| Reading passage |
▬▬▬

I still have that LSU hat. Hate to see what would have happened if it hadn't flown off.
Posted by lynxcat
Member since Jan 2008
24202 posts
Posted on 9/11/21 at 8:14 pm to
Bow hunting and crossed a 50 yard wide swamp during the daylight. Water was about an inch beneath my boots. End of day and realize my flashlight batteries were dead…had to walk through that swamp in the pitch black with water about to flood my boots. Scary moments.

Almost feel out of a tree once about 20 ft up.
Posted by T4
Member since Mar 2014
288 posts
Posted on 9/12/21 at 8:54 am to
7mm-08 120 Grain Barnes TXS Bites really hard, do not recommend.
Posted by redfieldk717
Alec Box
Member since Oct 2011
28117 posts
Posted on 9/12/21 at 9:16 am to
I used an air mattress as a boat while wearing waders to paddle across a borrow pit to a ridge when the ms river was high. The deer were swimming over from Davis island and I wanted to go watch. My brother in law had a paddle so my dumb arse decided I would hang off the back and kick. I kept slipping further down with no grip on the shitty air mattress, I finally lost all grip and managed to get out of my waders and swim. I thought I was a goner and was for sure going to drown. That was the dumbest thing I’ve ever done in my life in cold arse the water.
Posted by tenfoe
Member since Jun 2011
6854 posts
Posted on 9/12/21 at 9:16 am to
I knew we’d get this one eventually. Can someone link the original thread?
Posted by VernonPLSUfan
Leesville, La.
Member since Sep 2007
15922 posts
Posted on 9/12/21 at 9:53 am to
Friend of mine buy a guided duck hunt at the local DU chapter over at the Delta. Front comes thru that morning with light rain and wind. We jump in a boat right off the diversion canal and head to the blind. Get to a T in the bayou and pull up to a massive floating blind on some type of floatation. The boat goes underneath and we crawl up into the blind, pitch dark, one by one. My buddy goes first, then me, then the guide, and as the owner of the lease steps out of the boat on the floatation, the blind starts to flip over. The guide hollars at the owner and he steps off the floatation, and the blind straitens up. I'm sure somebody would have drowned if that thing goes over. With the rain, it soaked into all the brush on top of the blind and made it top heavy.

▬▬▬

| Data section |
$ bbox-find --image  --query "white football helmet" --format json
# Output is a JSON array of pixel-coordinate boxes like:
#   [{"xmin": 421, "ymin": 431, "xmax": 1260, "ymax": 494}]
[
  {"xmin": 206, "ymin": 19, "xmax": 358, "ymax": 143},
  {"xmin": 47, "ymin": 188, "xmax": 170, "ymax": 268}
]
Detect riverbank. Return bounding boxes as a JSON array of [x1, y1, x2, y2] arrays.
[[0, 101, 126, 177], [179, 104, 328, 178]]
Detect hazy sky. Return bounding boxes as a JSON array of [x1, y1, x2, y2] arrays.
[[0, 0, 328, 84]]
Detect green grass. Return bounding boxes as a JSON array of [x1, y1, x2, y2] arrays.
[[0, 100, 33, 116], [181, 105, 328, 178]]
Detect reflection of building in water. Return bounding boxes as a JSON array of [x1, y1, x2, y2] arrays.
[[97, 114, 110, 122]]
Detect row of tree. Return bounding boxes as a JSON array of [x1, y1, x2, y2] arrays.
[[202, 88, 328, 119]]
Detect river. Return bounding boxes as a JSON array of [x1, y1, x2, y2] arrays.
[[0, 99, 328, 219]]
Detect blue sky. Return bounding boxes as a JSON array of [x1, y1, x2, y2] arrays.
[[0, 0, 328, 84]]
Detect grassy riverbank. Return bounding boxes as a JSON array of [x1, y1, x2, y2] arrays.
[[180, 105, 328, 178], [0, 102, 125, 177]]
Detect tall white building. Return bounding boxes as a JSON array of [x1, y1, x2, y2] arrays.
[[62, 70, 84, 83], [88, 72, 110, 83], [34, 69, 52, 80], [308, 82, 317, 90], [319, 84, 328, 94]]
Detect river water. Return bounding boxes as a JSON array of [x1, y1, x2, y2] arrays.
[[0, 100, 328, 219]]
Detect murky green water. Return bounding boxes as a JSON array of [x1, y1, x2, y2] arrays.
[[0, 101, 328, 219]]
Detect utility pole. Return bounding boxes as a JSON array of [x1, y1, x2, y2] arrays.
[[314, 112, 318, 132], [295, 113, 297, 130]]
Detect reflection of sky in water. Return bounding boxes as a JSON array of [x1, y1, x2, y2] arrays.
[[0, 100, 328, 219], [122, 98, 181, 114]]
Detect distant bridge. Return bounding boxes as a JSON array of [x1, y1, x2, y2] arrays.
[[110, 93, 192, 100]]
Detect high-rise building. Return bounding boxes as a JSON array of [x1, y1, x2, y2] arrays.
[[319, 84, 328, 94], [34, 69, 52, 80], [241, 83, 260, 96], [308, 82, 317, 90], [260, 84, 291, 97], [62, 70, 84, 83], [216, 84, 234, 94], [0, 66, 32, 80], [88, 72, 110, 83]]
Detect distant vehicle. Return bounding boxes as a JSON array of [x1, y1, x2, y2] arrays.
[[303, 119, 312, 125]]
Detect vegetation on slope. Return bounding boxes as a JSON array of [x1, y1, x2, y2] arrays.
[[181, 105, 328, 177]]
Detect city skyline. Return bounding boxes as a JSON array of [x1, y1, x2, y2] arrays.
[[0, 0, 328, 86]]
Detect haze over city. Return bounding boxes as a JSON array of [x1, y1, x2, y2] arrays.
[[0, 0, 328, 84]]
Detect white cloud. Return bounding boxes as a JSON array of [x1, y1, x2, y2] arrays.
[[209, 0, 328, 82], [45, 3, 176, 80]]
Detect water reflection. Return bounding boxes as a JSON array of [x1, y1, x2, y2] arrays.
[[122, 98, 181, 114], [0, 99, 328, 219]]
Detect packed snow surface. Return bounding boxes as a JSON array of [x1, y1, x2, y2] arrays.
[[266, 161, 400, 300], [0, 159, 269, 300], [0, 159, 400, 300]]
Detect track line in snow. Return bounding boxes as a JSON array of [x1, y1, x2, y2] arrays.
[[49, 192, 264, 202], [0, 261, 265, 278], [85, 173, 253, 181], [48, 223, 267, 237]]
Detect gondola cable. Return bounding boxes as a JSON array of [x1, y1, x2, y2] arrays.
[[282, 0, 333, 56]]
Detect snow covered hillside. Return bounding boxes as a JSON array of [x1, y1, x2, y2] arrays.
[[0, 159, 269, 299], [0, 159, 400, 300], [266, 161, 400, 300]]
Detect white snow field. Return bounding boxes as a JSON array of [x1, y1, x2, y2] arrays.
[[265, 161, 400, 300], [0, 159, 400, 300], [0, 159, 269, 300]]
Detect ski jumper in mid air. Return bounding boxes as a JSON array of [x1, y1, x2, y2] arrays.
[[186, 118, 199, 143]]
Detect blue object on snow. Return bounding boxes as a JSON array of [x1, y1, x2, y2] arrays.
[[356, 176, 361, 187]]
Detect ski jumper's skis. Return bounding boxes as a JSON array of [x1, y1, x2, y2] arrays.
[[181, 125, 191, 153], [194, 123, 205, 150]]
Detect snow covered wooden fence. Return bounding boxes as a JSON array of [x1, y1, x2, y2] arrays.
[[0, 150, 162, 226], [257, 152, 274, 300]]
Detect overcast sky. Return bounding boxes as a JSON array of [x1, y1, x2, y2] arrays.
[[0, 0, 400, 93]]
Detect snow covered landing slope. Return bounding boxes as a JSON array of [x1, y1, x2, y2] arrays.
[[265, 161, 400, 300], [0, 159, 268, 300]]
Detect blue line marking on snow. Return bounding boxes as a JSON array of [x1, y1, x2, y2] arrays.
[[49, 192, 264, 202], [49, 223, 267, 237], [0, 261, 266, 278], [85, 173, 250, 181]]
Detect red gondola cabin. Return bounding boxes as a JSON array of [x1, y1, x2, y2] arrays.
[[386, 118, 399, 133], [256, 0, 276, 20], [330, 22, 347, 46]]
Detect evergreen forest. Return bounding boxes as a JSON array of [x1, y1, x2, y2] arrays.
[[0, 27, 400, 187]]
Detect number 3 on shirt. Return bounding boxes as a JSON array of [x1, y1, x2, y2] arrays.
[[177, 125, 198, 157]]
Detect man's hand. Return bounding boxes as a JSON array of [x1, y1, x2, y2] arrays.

▬▬▬

| What is expected |
Quote, without changes, the stretch of the forum thread that starts with "Almost feel out" and ends with "arse the water.". The records above are separate from the forum thread and unrelated to it.

| Answer box |
Almost feel out of a tree once about 20 ft up.
Posted by T4
Member since Mar 2014
288 posts
Posted on 9/12/21 at 8:54 am to
7mm-08 120 Grain Barnes TXS Bites really hard, do not recommend.
Posted by redfieldk717
Alec Box
Member since Oct 2011
28117 posts
Posted on 9/12/21 at 9:16 am to
I used an air mattress as a boat while wearing waders to paddle across a borrow pit to a ridge when the ms river was high. The deer were swimming over from Davis island and I wanted to go watch. My brother in law had a paddle so my dumb arse decided I would hang off the back and kick. I kept slipping further down with no grip on the shitty air mattress, I finally lost all grip and managed to get out of my waders and swim. I thought I was a goner and was for sure going to drown. That was the dumbest thing I’ve ever done in my life in cold arse the water.